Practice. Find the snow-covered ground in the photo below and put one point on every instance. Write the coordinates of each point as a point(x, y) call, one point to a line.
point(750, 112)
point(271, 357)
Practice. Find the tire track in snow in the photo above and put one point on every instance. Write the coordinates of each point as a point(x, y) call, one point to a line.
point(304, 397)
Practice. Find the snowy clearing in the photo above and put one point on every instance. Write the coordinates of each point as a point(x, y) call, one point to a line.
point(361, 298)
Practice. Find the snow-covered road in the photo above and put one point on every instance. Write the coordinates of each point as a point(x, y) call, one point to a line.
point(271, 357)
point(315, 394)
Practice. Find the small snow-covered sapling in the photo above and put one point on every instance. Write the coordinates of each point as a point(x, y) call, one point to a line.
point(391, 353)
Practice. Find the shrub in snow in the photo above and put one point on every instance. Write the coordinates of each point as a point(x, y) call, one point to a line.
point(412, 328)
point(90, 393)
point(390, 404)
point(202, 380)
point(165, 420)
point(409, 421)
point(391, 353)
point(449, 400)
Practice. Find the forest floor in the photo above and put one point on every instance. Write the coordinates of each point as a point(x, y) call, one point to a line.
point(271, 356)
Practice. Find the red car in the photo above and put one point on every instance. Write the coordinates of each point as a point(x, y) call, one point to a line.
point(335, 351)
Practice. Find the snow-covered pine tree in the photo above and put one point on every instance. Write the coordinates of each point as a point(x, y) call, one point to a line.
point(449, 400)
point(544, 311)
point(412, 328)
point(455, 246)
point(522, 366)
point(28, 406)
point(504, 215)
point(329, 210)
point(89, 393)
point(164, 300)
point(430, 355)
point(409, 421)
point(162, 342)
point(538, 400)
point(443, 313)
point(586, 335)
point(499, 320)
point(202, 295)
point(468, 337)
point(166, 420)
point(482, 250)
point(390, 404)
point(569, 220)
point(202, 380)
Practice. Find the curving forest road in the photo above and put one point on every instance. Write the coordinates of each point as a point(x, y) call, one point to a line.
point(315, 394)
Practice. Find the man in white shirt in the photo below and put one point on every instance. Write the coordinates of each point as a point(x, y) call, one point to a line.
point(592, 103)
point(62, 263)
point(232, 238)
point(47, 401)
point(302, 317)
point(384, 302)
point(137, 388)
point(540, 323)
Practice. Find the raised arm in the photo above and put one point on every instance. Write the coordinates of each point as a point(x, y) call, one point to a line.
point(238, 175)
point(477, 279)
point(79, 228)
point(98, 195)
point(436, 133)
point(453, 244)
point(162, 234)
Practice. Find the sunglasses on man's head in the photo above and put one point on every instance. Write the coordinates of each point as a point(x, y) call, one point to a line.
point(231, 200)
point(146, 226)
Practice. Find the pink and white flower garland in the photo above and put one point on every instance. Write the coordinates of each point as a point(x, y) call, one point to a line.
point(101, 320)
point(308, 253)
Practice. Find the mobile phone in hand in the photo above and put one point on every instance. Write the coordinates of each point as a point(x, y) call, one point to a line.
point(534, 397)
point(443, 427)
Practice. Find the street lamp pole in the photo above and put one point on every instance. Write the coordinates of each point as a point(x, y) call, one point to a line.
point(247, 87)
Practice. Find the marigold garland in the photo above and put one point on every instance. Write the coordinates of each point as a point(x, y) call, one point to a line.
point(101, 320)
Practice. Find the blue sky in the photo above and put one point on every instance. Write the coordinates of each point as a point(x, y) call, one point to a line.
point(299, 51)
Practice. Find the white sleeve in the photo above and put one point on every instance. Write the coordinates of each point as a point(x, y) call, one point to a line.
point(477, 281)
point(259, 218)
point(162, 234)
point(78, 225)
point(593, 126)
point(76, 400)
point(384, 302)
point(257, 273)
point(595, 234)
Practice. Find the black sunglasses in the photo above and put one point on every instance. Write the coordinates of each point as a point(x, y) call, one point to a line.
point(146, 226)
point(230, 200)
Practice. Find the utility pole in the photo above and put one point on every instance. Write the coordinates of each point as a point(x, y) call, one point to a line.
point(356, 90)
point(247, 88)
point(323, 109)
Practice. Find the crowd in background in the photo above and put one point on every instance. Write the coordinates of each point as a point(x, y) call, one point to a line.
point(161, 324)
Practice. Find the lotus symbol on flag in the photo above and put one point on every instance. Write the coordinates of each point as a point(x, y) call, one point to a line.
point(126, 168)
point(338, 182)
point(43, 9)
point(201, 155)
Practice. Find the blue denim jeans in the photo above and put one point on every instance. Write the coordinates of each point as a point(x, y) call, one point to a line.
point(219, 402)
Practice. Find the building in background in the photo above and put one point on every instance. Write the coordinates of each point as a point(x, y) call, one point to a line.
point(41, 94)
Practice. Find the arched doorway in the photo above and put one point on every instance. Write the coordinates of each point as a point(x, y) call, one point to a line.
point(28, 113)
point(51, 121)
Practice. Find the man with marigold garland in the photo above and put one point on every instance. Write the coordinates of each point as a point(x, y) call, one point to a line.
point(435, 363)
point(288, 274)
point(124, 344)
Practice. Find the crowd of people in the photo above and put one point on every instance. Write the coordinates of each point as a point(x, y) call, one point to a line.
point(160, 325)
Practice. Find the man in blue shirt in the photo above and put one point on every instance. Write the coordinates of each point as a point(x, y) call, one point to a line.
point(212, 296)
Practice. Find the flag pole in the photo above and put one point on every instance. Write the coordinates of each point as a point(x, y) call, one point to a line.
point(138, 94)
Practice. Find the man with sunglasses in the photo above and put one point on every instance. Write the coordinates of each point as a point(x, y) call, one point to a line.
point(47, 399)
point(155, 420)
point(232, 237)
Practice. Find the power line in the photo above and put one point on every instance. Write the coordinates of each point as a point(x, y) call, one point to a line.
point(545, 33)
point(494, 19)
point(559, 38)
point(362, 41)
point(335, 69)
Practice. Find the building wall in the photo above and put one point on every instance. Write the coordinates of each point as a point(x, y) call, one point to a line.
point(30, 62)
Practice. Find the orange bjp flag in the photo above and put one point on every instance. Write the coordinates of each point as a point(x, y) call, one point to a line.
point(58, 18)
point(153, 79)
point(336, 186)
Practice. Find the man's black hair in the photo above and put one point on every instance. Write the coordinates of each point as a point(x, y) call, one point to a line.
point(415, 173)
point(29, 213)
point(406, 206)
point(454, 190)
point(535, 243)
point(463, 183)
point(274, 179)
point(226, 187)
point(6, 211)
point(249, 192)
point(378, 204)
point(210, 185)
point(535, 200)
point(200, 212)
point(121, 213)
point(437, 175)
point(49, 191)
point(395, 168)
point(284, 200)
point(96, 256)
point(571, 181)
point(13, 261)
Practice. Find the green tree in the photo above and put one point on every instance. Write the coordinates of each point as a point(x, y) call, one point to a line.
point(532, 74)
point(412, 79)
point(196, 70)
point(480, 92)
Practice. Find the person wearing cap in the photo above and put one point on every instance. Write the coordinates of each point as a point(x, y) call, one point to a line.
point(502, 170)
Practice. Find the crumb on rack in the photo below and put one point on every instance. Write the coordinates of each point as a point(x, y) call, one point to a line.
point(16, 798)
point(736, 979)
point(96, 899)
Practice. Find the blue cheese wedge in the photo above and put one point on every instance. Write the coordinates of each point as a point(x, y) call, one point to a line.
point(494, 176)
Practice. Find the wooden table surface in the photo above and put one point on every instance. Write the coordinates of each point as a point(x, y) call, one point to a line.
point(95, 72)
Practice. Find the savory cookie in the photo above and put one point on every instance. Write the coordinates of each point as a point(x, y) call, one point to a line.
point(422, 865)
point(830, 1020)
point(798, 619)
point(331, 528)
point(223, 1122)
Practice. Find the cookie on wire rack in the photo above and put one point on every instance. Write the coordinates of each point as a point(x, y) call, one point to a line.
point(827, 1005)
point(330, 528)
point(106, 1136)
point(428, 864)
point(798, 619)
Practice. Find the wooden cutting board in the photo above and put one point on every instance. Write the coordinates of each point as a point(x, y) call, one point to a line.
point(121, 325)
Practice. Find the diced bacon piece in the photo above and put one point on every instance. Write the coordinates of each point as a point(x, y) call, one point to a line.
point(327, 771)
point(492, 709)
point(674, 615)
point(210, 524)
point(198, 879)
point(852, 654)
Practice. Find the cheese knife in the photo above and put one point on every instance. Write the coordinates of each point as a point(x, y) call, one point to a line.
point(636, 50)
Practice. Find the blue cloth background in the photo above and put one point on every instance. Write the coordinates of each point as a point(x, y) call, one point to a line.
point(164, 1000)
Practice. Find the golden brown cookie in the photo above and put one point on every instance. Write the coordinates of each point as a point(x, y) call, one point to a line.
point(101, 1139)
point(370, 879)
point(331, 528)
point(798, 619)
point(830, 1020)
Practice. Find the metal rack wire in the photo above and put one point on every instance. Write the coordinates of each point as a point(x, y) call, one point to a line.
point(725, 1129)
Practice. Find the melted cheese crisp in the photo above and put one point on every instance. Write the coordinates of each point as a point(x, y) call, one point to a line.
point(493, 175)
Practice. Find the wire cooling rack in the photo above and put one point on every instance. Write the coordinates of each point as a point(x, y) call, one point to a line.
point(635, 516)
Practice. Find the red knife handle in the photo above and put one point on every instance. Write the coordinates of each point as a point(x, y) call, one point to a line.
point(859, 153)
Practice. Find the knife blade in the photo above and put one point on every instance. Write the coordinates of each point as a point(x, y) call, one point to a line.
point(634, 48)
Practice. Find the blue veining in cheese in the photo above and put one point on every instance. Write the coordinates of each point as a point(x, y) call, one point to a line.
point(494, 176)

----------------------------------------

▶ AUFGABE: Wiederhole die Zeilen oben unverändert, von der Zeile mit „Practice. Find the savory“ bis einschließlich der Zeile mit „point(852, 654)“.

▶ GELÖSTE AUFGABE:
Practice. Find the savory cookie in the photo above and put one point on every instance. Write the coordinates of each point as a point(x, y) call, one point to a line.
point(422, 865)
point(830, 1020)
point(798, 619)
point(331, 528)
point(223, 1122)
Practice. Find the cookie on wire rack in the photo above and put one point on every instance. Write the coordinates of each point as a point(x, y) call, one point to a line.
point(827, 1005)
point(330, 528)
point(106, 1136)
point(428, 864)
point(798, 619)
Practice. Find the wooden cutting board in the photo above and put one point on every instance. Write the coordinates of each point as a point(x, y) call, one point to a line.
point(121, 325)
Practice. Find the diced bacon piece in the photo above and put one point on every instance. Write the coordinates of each point as a point(x, y) call, one point to a line.
point(327, 771)
point(492, 709)
point(674, 615)
point(210, 524)
point(198, 879)
point(852, 654)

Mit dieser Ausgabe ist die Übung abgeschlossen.